Set of tasks:
(A) Using the passage below about anti-poverty programs in New Jersey's cities, decide whether each statement agrees with it: (i) New Brunswick's city government funded a summer program for the city's anti-poverty agency; (ii) New Brunswick raised stipends to draw more young people into the summer program; (iii) Plainfield's city government agreed to expand community recreation activities. Answer yes or no for each, and quote the words of the passage that settle it.
(B) Carry the passage about anti-poverty programs in New Jersey's cities forward with the paragraph that comes next.

Anti-Poverty and welfare programs proved to be invaluable tools for New Jersey’s cities in diffusing racial violence before it escalated to the level of the Newark riots. In New Brunswick, following the events in Newark, a growingly despondent group of Black youths began committing what the Kerner Commission refers to as “random vandalism” and “mischief” (Report of the National Advisory Commission on Civil Disorders, 1968, p. 46). Despite being relatively harmless, concerns still loomed that an eruption of violence comparable with Newark remained a possibility in New Brunswick. As a result, the city government funded a summer program for the city’s anti-poverty agency (Report of the National Advisory Commission on Civil Disorders, 1968, p. 46). Enough young people signed up for leadership positions in the summer program that the city cut their stipends in half and hired twice as many young people (Report of the National Advisory Commission on Civil Disorders, 1968, p. 46). This summer program did not single-handedly deescalate racial tensions between Black youth and White city government, but it did establish a rapport that was utilized to come to a sort of common ground (Report of the National Advisory Commission on Civil Disorders, 1968, p. 46). The same cannot be said about the events that transpired in Plainfield, around the same time. Like New Brunswick, Plainfield was on the brink of extreme racial violence, and in similar fashion, young people and teenagers were demanding community recreation activities be expanded. The city government, however, refused, and Plainfield went on to sustain violence and destruction at the hands of rioters, second only to the Newark riots (Mumford, 2007, p. 107).

Extracted data:
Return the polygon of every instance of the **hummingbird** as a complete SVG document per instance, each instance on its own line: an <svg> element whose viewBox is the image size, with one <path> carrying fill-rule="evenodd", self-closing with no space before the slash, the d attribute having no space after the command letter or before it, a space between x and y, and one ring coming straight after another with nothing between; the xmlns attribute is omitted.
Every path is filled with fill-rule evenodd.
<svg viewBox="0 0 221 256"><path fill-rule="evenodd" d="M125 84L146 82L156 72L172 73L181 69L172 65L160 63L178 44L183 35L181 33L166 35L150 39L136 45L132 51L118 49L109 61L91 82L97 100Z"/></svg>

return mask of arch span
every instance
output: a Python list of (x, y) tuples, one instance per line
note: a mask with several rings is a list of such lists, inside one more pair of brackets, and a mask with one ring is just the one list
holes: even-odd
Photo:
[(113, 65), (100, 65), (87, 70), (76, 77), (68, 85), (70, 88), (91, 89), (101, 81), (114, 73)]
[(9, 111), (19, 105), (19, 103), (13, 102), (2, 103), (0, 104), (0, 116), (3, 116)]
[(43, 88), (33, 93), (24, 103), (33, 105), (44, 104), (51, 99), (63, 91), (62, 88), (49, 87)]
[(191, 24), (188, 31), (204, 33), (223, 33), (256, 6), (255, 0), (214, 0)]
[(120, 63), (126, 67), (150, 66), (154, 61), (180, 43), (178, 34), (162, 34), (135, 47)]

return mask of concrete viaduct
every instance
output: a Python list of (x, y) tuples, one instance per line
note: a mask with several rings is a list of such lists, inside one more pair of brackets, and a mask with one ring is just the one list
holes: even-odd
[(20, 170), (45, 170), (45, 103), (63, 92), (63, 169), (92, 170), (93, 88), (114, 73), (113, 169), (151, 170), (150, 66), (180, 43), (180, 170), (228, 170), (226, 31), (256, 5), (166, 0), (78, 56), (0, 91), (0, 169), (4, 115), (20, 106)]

Results of the tasks:
(A)
(i) Yes: "the city government funded a summer program for the city’s anti-poverty agency"
(ii) No: "the city cut their stipends in half and hired twice as many young people"
(iii) No: "The city government, however, refused"

(B)
Perhaps it seems overly simplistic to suggest the difference between neighborhood kids and radicalized arsonists is simply having something to do; but what is repeatedly noted by the Kerner Commission in their profile of an average Newark rioter is a lack of preoccupation. They describe the typical rioter as young, male, unmarried, uneducated and often unemployed (Report of the National Advisory Commission on Civil Disorders, 1968, p. 73). These men often did not attend high school or university, and went into and out of periods of joblessness. What is noteworthy is that the attitude of these men towards education and employment is that of frustration, rather than apathy (Report of the National Advisory Commission on Civil Disorders, 1968, p. 78). According to the Commission Report, rioters typically desired more consistent and gainful employment or the opportunity to pursue a higher education, but were stymied by race or class barriers (Report of the National Advisory Commission on Civil Disorders, 1968, p. 78). The Kerner Report established a pattern of explaining systemic barriers to positive social, health, economic, and education outcomes, quickly followed by assertions of black pathology. The report does not conclude that it is absolutely logical to find oppression intolerable and that some type of action should be expected, or an apathy toward political and educational systems would be a rational response to these barriers (Bentley-Edwards et. al., 2018). Regardless, there appears to be a direct correlation between giving urban youths leadership positions within their communities, and a desire to preserve and protect that community. Perhaps if this tactic was employed by the city of Newark, there would have been less desire to loot and proliferate, and more importantly, the possibility that this tactic could be used in contemporary urban centers.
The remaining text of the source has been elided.